▶ [PAGE]

That allowed Groff to keep the Sabbath. But then Amazon came along with a big contract in 2013 to have the Postal Service help deliver packages, including on Sundays. That would eventually lead to a lawsuit and a case to be taken up by the U.S. Supreme Court on Tuesday about when employers must grant work accommodations to religious employees.

Groff, who was a rural letter carrier working out of the Quarryville, Pennsylvania, post office, at first avoided Sunday shifts with the cooperation of his boss.

“The postmaster had been accommodating me for about a year, just in-house,” Groff said in the interview posted on the website of the legal organization representing him, First Liberty Institute of Plano, Texas. “She was willing to not schedule me and not make waves. And then all of a sudden, I guess, I assume she got pressure from above her to change things. And she told me in some rather unkind words, either do it my way, or hit the road.”

Groff transferred to a smaller post office in Holtwood, Pennsylvania, that was “exempt, for the time being,” from Sunday deliveries. That changed in 2017. Groff informed the postmaster that he could not work Sundays but would be willing to put in extra shifts for his fellow employees if they took his Sunday shifts. This worked with mixed success for about two years; then, the Postal Service took a tougher stance and delivered an ultimatum that he could not go on missing Sunday shifts.

Groff’s Sunday absences created a “tense atmosphere” among the other carriers at Holtwood and led to resentment toward management, the postmaster testified.

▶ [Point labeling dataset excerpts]
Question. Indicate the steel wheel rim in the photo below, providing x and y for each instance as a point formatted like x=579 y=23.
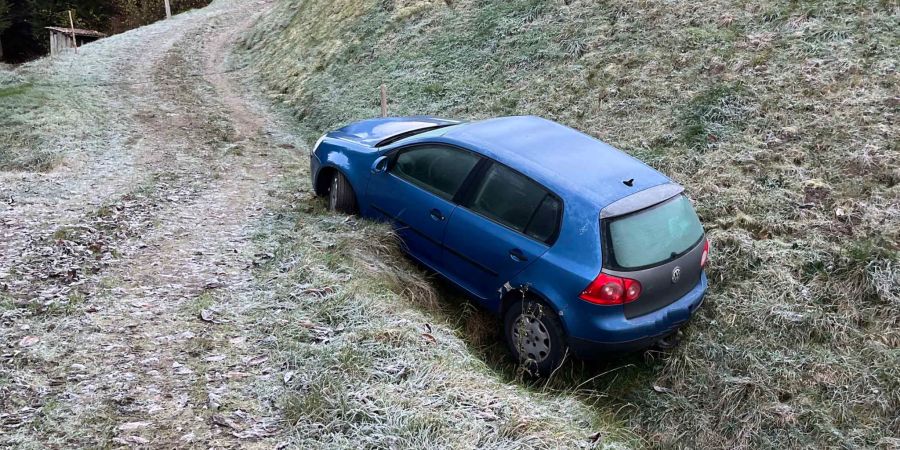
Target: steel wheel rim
x=332 y=195
x=532 y=338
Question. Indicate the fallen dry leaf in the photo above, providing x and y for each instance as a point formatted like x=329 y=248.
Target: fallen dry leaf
x=28 y=341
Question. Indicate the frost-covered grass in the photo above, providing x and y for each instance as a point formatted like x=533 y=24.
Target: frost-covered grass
x=352 y=325
x=779 y=118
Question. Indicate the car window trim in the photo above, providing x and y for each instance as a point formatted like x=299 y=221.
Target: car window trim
x=477 y=182
x=395 y=153
x=466 y=191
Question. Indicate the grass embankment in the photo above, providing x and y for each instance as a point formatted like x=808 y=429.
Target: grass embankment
x=364 y=363
x=37 y=119
x=780 y=119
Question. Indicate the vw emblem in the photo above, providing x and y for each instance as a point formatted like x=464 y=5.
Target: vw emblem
x=676 y=274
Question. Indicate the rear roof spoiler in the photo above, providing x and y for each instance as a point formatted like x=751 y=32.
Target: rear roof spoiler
x=640 y=200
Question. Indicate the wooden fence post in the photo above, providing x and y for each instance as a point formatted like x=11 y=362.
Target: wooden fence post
x=72 y=25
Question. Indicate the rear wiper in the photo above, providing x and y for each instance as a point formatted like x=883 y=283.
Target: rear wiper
x=391 y=139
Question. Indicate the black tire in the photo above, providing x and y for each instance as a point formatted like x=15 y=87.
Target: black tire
x=535 y=337
x=340 y=195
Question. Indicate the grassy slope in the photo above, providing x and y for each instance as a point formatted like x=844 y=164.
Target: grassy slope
x=780 y=119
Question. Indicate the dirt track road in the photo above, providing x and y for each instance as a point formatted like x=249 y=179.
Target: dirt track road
x=108 y=262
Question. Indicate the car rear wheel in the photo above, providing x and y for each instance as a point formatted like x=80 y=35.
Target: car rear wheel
x=340 y=195
x=535 y=337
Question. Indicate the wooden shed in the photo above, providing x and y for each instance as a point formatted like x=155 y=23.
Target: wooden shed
x=61 y=38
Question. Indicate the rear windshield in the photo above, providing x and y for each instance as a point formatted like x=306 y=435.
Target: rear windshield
x=654 y=235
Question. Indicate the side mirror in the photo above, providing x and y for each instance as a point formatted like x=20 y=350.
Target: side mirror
x=380 y=164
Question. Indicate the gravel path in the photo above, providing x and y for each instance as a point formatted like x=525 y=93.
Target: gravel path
x=109 y=263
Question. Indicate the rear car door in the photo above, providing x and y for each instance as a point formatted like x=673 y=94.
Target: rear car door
x=416 y=193
x=507 y=221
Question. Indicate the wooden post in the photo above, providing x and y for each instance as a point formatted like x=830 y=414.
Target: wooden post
x=72 y=25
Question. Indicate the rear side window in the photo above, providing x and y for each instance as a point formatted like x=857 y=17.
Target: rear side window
x=654 y=235
x=517 y=202
x=436 y=168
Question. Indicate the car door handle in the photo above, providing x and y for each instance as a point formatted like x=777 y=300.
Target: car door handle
x=517 y=255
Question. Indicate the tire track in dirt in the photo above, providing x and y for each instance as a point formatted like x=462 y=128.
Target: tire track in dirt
x=148 y=359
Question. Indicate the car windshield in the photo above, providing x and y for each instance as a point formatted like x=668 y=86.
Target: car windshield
x=654 y=235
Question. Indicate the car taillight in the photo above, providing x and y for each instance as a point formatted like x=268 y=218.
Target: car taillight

▶ [EXERCISES]
1 - Rewrite the Groff passage starting with "That allowed Groff" and going on through "to religious employees.", replacing "lawsuit" with "legal challenge".
2 - Turn the records, from their start through the line that contains "x=466 y=191", into a JSON list of strings, one string per line, with blank lines skipped and the pictures left out.

▶ [ANSWERS]
1 -
That allowed Groff to keep the Sabbath. But then Amazon came along with a big contract in 2013 to have the Postal Service help deliver packages, including on Sundays. That would eventually lead to a legal challenge and a case to be taken up by the U.S. Supreme Court on Tuesday about when employers must grant work accommodations to religious employees.

2 -
[
  "Question. Indicate the steel wheel rim in the photo below, providing x and y for each instance as a point formatted like x=579 y=23.",
  "Target: steel wheel rim",
  "x=332 y=195",
  "x=532 y=338",
  "Question. Indicate the fallen dry leaf in the photo above, providing x and y for each instance as a point formatted like x=329 y=248.",
  "Target: fallen dry leaf",
  "x=28 y=341",
  "Question. Indicate the frost-covered grass in the photo above, providing x and y for each instance as a point formatted like x=533 y=24.",
  "Target: frost-covered grass",
  "x=352 y=325",
  "x=779 y=118",
  "Question. Indicate the car window trim in the photo above, providing x and y for each instance as a point formatted like x=299 y=221.",
  "Target: car window trim",
  "x=477 y=182",
  "x=395 y=153",
  "x=466 y=191"
]